Actual implementation of a population health framework is step four.
"You have your care model, then you use data to reflect back very rapidly what is happening," Dulin explained. "You need decision support tools at the point of care, planning reports from the data for what you need, and information for the care team, which involves things like segmentation and understanding risk and then sending information back to the care team. This includes implementation of population health reports and customer relationship management systems, understanding when someone is not in a health system and when to engage them when they are not in the clinical system."
And the final component, step five, revolves around evaluation of the population health framework and getting feedback from evaluations quickly back to caregivers, Dulin said.
"You have to be ready to evaluate your efforts to see what is effective and what is not effective, and then report very rapidly back to clinical teams," he said. "So in an outpatient setting, for instance, take flu shots. Yesterday a patient came in and left without getting a flu shot. How did that error occur, and how do we change the care delivery process to remedy the situation?"
As part of this evaluation step, healthcare executives in charge of population health also must get feedback from patients on the patient experience, which is not something that today is done very effectively, Dulin added.
"See if patients are willing to share information from their Fitbits or through surveys, conduct focus groups or interview key patient stakeholders in the community," he suggested. "Then feed the information you glean back rapidly to care teams so they can quickly understand if there were errors made. And when during evaluations of any kind you find that outcomes have been positively impacted, to keep care teams engaged, share with them what it was that they did that made an impact. They will remain engaged and change the way they provide healthcare moving forward."

Referring expression pointing data:
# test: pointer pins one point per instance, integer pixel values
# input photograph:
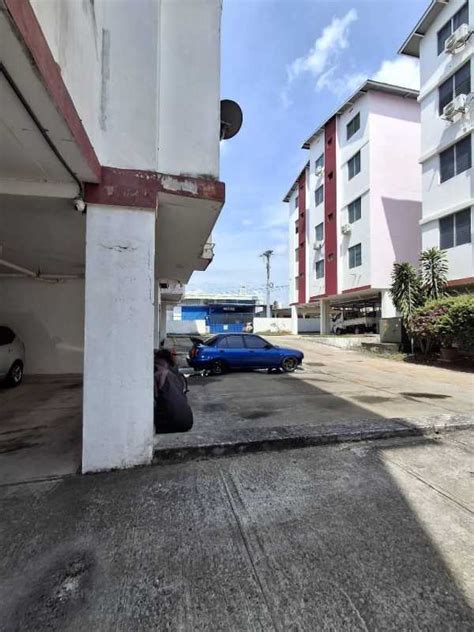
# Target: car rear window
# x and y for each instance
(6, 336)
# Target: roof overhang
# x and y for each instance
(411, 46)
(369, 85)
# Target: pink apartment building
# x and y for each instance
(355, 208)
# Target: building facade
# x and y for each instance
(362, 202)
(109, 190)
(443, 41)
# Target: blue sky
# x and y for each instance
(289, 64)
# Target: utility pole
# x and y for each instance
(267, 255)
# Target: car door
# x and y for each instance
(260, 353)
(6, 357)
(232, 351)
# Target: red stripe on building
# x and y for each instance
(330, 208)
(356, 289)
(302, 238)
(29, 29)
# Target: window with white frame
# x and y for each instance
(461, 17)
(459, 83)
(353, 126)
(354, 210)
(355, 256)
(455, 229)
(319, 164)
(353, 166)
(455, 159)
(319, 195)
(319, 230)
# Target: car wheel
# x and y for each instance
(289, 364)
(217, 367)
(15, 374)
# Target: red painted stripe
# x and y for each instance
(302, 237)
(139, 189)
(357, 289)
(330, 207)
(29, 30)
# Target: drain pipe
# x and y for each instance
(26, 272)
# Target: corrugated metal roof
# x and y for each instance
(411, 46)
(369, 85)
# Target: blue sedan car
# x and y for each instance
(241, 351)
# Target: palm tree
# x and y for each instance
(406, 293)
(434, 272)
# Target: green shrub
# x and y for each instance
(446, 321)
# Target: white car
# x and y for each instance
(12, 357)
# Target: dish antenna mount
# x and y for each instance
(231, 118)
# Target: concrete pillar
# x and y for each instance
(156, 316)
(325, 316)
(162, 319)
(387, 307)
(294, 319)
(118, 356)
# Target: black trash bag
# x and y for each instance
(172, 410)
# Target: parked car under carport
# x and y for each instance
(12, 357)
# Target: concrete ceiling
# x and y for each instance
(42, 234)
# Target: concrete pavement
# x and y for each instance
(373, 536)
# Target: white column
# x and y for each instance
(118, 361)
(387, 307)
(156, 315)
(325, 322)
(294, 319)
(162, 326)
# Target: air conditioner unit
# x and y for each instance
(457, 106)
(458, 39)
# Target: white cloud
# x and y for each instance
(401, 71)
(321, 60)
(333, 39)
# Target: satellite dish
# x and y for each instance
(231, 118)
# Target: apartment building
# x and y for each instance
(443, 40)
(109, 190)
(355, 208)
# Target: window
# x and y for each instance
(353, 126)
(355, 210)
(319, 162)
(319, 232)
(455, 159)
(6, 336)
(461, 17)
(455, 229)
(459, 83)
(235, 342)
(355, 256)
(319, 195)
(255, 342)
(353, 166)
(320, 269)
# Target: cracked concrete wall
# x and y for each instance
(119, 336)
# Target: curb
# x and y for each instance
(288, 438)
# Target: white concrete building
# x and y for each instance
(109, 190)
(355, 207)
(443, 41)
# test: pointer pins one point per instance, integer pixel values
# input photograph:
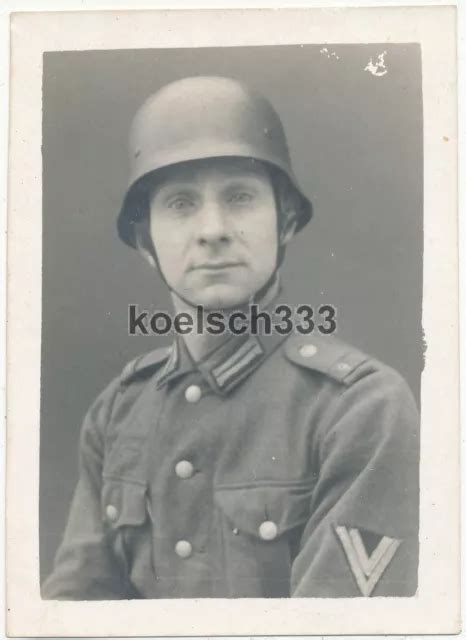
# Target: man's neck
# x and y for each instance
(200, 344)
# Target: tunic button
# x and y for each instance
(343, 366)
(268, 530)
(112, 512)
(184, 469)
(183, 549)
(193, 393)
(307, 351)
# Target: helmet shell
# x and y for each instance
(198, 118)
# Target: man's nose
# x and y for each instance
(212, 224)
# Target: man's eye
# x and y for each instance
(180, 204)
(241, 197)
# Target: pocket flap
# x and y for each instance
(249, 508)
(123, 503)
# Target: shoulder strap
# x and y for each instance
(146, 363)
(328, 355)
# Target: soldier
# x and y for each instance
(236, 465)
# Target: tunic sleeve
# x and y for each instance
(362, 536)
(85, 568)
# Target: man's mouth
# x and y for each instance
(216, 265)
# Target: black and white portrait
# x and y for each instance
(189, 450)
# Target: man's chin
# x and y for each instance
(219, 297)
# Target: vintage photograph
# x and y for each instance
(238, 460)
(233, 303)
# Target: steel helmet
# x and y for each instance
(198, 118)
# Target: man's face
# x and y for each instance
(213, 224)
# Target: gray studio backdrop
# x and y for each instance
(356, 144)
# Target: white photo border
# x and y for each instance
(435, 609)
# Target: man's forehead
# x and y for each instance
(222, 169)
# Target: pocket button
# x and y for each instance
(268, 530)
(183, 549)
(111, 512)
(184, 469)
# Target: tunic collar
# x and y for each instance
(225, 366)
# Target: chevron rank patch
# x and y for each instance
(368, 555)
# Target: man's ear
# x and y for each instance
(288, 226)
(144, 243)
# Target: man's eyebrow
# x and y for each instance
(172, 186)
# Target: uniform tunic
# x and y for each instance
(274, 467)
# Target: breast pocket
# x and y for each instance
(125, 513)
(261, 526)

### EXERCISE TASKS
1. Please copy the population health passage between "As part of this" and "effectively, Dulin added.", inclusive.
2. List every way the population health passage suggests for gathering information from patients.
You won't need the records for anything here.

### ANSWER LIST
1.
As part of this evaluation step, healthcare executives in charge of population health also must get feedback from patients on the patient experience, which is not something that today is done very effectively, Dulin added.

2.
- Sharing information from their Fitbits
- Surveys
- Focus groups
- Interviews with key patient stakeholders in the community